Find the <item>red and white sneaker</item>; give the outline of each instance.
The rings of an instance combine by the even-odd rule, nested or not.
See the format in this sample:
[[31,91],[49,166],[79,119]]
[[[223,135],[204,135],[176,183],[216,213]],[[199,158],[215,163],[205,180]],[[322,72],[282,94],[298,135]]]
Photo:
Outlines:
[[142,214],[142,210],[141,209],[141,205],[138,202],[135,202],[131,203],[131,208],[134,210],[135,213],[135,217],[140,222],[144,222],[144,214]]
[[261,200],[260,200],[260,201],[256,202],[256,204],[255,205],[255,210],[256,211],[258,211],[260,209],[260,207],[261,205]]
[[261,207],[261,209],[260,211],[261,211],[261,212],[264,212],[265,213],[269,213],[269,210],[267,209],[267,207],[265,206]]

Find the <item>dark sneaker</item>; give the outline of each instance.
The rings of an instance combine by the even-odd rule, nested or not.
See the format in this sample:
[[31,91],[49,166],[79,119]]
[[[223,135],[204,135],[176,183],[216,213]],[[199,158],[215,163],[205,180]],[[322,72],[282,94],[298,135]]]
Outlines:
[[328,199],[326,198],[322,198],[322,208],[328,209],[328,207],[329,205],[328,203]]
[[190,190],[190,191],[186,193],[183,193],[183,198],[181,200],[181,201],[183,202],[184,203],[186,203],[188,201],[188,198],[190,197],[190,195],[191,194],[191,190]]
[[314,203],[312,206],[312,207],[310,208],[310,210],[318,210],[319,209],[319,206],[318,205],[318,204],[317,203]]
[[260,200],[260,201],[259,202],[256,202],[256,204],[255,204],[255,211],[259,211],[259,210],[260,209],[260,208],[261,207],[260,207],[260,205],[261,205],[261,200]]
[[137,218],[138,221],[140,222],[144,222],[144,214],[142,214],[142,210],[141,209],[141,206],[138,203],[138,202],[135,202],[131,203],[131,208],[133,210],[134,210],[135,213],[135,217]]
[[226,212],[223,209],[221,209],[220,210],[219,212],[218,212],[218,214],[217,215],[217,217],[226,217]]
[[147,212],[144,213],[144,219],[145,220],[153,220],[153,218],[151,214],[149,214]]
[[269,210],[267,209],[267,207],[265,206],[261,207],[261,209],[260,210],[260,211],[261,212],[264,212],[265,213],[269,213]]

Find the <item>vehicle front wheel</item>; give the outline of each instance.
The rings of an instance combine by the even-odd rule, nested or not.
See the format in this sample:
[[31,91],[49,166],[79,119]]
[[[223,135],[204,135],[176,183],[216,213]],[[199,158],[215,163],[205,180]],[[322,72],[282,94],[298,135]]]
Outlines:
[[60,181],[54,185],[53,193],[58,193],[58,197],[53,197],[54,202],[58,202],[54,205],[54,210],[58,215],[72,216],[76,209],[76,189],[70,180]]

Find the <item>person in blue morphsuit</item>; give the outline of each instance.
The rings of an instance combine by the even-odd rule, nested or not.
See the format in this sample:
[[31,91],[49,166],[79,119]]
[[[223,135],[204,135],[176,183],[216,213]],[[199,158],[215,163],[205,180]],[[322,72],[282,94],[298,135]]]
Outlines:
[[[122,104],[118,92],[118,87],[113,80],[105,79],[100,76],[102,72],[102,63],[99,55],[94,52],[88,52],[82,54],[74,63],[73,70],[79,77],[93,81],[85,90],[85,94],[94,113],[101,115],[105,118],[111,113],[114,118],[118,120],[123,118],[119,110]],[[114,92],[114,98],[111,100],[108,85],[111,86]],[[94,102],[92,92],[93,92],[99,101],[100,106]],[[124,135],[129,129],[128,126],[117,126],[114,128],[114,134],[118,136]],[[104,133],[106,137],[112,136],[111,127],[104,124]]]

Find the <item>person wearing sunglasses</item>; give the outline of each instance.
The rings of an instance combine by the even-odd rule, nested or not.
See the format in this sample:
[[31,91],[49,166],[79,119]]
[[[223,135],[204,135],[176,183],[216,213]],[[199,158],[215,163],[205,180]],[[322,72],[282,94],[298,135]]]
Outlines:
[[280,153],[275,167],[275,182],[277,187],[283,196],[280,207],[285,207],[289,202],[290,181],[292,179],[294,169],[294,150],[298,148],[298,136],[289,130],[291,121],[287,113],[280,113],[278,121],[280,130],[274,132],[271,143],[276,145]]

• Goal:
Go through the material above line by line and copy it exactly.

• Expected answer:
Find the <item>red and white sneaker</item>; give the outline of each instance.
The rings of an instance combine by the even-odd rule, nested or not.
See the format in this sample:
[[31,91],[49,166],[79,119]]
[[[223,135],[204,135],[176,183],[216,213]],[[199,158],[215,163],[205,180]],[[322,72],[282,94],[298,135]]]
Photo:
Outlines:
[[142,214],[142,210],[141,209],[141,205],[138,202],[135,202],[131,203],[131,208],[134,210],[135,213],[135,217],[140,222],[144,222],[144,214]]
[[261,200],[260,200],[260,201],[256,202],[256,204],[255,205],[255,210],[256,211],[258,211],[260,209],[260,207],[261,205]]
[[261,207],[261,209],[260,211],[261,211],[261,212],[264,212],[265,213],[269,213],[269,210],[267,209],[267,207],[265,206]]

Find the <item>dark sneaker</item>; give the outline of each instance.
The rings of an instance combine by the even-odd rule, nested or not.
See the format in this sample:
[[31,91],[49,166],[79,119]]
[[[223,135],[204,135],[176,183],[216,213]],[[199,158],[215,163],[205,180]],[[322,72],[282,94],[298,135]]]
Outlines:
[[328,199],[326,198],[322,198],[322,208],[328,209],[328,207],[329,205],[328,203]]
[[190,190],[190,191],[186,193],[183,193],[183,198],[181,200],[181,201],[183,202],[184,203],[186,203],[188,201],[188,198],[190,197],[190,195],[191,194],[191,190]]
[[314,203],[312,206],[312,207],[310,208],[310,210],[318,210],[319,209],[319,206],[318,205],[318,204],[317,203]]
[[260,200],[260,201],[259,202],[256,202],[256,204],[255,204],[255,211],[259,211],[259,210],[260,209],[260,208],[261,207],[260,207],[260,205],[261,205],[261,200]]
[[137,218],[138,221],[140,222],[144,222],[144,214],[142,214],[142,210],[141,209],[141,206],[138,203],[138,202],[135,202],[131,203],[131,208],[133,210],[134,210],[135,213],[135,217]]
[[226,212],[223,209],[221,209],[220,210],[219,212],[218,212],[218,214],[217,215],[217,217],[226,217]]
[[147,212],[144,213],[144,219],[145,220],[153,220],[153,218],[151,214],[149,214]]
[[269,210],[267,209],[267,207],[265,206],[261,207],[261,209],[260,210],[260,211],[261,212],[264,212],[265,213],[269,213]]

Find the <item>vehicle front wheel</item>; give the outline of each instance.
The rings of an instance combine by the even-odd rule, nested or not.
See the format in this sample:
[[31,91],[49,166],[79,119]]
[[[223,135],[204,135],[176,183],[216,213]],[[199,158],[215,163],[205,180]],[[322,72],[282,94],[298,135]]]
Outlines:
[[60,181],[54,185],[53,193],[58,193],[58,197],[53,197],[54,202],[58,202],[54,205],[54,210],[58,215],[72,216],[76,209],[76,189],[70,180]]

Find the <item>person in blue morphsuit</item>; give the outline of each instance.
The rings of an instance combine by the even-odd rule, nested or not.
See the format in this sample:
[[31,91],[49,166],[79,119]]
[[[223,135],[204,135],[176,183],[216,213]],[[199,158],[215,163],[205,180]],[[322,72],[282,94],[298,135]]]
Outlines:
[[[122,104],[118,92],[118,87],[113,80],[105,79],[100,76],[102,72],[102,63],[99,55],[94,52],[88,52],[82,54],[74,63],[73,70],[79,77],[93,81],[85,90],[85,94],[94,113],[101,115],[105,118],[111,113],[114,118],[118,120],[123,118],[119,110]],[[114,92],[114,98],[111,100],[108,85],[111,86]],[[94,102],[92,92],[93,92],[99,101],[100,106]],[[124,135],[129,129],[128,126],[117,126],[114,128],[114,134],[118,136]],[[104,133],[106,137],[112,136],[111,127],[104,124]]]

Find the <item>person wearing sunglasses</item>; give the outline of each instance.
The rings of an instance combine by the even-odd rule, nested or not.
See the format in this sample:
[[31,91],[49,166],[79,119]]
[[[223,135],[204,135],[176,183],[216,213]],[[199,158],[215,163],[205,180]],[[322,72],[282,94],[298,135]]]
Outlines:
[[280,153],[275,167],[275,182],[277,187],[283,196],[280,207],[285,207],[289,202],[290,181],[292,179],[294,169],[294,150],[298,148],[298,136],[289,130],[291,121],[287,113],[280,113],[278,121],[280,130],[274,132],[271,143],[276,145]]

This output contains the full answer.